## Available records

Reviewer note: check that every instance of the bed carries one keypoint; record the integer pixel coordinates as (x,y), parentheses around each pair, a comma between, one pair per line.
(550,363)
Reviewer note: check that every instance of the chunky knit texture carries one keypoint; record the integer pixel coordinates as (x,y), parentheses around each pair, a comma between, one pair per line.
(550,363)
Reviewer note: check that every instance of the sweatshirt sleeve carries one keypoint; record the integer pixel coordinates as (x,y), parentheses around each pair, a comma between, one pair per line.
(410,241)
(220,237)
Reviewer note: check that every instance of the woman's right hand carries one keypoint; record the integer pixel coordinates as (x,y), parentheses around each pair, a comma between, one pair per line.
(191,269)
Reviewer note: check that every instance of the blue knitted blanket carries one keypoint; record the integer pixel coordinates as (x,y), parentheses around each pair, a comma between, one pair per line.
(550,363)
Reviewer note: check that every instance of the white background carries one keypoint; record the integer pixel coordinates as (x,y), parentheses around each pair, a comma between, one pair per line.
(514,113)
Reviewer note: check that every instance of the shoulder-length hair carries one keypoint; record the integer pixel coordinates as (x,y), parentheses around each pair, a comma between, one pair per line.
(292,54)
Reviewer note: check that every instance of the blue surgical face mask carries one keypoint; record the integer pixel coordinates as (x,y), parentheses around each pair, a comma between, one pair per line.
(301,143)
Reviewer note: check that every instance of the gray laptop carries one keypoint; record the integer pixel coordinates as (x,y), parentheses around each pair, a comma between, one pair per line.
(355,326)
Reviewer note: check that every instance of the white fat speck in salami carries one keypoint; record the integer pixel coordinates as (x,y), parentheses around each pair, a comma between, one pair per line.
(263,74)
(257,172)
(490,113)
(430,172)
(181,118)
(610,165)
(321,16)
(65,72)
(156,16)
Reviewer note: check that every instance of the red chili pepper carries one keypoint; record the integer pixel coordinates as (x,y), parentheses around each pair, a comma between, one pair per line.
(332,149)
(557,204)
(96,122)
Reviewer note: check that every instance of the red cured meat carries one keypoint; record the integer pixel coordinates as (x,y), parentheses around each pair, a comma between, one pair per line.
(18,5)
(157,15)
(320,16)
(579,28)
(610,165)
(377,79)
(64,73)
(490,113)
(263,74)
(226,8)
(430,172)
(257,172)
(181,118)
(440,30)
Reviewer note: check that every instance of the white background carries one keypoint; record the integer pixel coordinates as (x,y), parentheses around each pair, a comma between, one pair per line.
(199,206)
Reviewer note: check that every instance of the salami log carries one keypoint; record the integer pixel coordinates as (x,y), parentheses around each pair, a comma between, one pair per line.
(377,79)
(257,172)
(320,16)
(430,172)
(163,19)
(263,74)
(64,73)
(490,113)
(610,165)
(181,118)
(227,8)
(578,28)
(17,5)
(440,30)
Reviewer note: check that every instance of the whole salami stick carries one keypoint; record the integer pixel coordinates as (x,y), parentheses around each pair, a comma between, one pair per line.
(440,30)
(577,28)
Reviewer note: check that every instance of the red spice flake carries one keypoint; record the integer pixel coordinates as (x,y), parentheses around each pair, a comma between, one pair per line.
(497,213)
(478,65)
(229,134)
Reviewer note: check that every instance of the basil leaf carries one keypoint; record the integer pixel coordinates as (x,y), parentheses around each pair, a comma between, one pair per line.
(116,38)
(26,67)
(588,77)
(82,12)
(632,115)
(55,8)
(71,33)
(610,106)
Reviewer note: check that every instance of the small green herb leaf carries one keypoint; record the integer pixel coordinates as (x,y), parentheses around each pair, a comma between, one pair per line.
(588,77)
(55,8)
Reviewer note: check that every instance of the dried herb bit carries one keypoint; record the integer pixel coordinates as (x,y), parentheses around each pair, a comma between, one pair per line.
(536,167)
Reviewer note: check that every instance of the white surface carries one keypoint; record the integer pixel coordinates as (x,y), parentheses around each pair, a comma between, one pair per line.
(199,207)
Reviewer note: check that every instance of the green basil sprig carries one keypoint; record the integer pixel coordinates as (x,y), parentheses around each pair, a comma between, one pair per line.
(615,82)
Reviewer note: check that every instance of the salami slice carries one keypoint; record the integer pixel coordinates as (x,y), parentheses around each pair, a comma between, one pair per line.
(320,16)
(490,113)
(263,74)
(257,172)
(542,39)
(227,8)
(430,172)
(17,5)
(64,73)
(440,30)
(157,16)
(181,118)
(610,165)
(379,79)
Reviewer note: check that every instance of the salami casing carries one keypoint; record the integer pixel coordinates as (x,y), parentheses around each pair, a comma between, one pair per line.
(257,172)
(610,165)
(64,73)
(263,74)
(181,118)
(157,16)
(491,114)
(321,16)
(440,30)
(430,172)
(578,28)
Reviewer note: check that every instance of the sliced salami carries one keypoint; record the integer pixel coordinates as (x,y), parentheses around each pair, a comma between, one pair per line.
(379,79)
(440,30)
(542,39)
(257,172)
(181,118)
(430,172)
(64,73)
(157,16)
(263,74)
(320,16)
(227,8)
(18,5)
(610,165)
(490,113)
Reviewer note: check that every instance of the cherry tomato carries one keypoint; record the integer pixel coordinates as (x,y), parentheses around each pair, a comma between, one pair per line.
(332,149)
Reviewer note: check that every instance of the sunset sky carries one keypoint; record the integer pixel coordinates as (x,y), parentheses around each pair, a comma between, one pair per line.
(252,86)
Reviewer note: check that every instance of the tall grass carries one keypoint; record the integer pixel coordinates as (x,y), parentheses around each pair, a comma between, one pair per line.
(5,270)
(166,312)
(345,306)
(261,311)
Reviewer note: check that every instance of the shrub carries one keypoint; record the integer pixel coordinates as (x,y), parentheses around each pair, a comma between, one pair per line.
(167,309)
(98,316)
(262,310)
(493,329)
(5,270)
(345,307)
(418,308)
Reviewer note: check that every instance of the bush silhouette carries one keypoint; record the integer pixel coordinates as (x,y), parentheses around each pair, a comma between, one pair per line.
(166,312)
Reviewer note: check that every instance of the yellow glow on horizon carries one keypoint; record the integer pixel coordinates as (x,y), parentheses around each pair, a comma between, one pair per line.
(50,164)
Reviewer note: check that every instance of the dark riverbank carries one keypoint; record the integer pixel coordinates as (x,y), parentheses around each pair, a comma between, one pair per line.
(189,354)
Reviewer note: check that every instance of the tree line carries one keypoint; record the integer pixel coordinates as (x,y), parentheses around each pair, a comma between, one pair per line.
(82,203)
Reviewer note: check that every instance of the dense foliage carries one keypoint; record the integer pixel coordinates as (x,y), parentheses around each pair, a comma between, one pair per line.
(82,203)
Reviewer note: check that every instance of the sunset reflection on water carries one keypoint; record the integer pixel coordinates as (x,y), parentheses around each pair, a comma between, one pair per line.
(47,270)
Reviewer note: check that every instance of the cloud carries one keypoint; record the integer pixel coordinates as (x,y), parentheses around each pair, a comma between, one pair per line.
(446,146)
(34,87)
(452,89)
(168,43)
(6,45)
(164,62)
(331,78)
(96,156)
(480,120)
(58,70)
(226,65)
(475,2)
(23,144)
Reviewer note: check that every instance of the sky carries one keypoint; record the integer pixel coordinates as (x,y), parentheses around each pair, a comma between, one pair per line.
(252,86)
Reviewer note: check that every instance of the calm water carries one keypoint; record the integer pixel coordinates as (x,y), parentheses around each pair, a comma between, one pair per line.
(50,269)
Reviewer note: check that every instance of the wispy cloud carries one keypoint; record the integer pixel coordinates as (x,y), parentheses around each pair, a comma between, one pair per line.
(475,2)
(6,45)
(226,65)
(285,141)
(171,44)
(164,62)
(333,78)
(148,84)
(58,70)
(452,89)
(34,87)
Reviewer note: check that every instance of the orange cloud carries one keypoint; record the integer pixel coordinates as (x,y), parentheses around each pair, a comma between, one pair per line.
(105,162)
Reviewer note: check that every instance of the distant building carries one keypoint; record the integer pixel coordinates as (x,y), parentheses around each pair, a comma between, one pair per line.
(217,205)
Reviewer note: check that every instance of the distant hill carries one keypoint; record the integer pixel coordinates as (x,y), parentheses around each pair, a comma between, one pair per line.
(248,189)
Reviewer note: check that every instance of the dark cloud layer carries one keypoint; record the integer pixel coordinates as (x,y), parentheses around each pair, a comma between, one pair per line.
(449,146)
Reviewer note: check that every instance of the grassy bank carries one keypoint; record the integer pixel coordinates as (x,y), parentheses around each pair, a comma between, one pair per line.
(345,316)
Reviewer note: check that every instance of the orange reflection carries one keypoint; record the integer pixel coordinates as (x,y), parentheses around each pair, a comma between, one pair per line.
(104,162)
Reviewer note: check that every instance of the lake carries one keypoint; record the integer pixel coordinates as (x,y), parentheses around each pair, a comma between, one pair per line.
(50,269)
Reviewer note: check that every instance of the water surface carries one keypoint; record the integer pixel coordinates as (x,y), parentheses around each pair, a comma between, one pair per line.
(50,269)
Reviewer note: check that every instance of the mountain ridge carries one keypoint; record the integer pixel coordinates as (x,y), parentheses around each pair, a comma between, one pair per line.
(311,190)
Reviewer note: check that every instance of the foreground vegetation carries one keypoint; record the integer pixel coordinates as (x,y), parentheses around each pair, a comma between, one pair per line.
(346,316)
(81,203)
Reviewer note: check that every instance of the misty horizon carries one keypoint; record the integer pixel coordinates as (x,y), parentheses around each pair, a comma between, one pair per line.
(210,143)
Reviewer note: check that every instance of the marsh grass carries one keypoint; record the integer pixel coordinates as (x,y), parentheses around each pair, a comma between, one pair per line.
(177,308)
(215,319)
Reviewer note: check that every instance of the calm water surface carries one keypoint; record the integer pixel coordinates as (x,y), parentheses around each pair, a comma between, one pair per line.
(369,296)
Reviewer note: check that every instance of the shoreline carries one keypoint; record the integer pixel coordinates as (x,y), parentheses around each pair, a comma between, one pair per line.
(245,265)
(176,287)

## Problem
The lines to return run from the one containing "Reviewer note: check that every instance of the misty" through the last line of the material above. Please reproduce them exactly.

## Output
Reviewer note: check that every instance of the misty horizon carries one keypoint; record the integer pixel coordinates as (x,y), parentheses around each pair, a comma between, one pair per line.
(210,143)
Reviewer note: check that every instance of the marsh grass carries one keypoint; record the integer pixel coordinates as (x,y), parentheses around each pair, a comma between, one pair per line.
(177,308)
(215,319)
Reviewer note: check that every instance of the calm water surface carries one keypoint; record the integer pixel coordinates as (x,y), parentheses around each pair, a comma between, one pair per line.
(369,296)
Reviewer note: check that every instance of the shoreline carries one keypoint; record the integer pixel coordinates as (x,y), parentheses around each pair, a comma between, one pair per line.
(245,265)
(176,287)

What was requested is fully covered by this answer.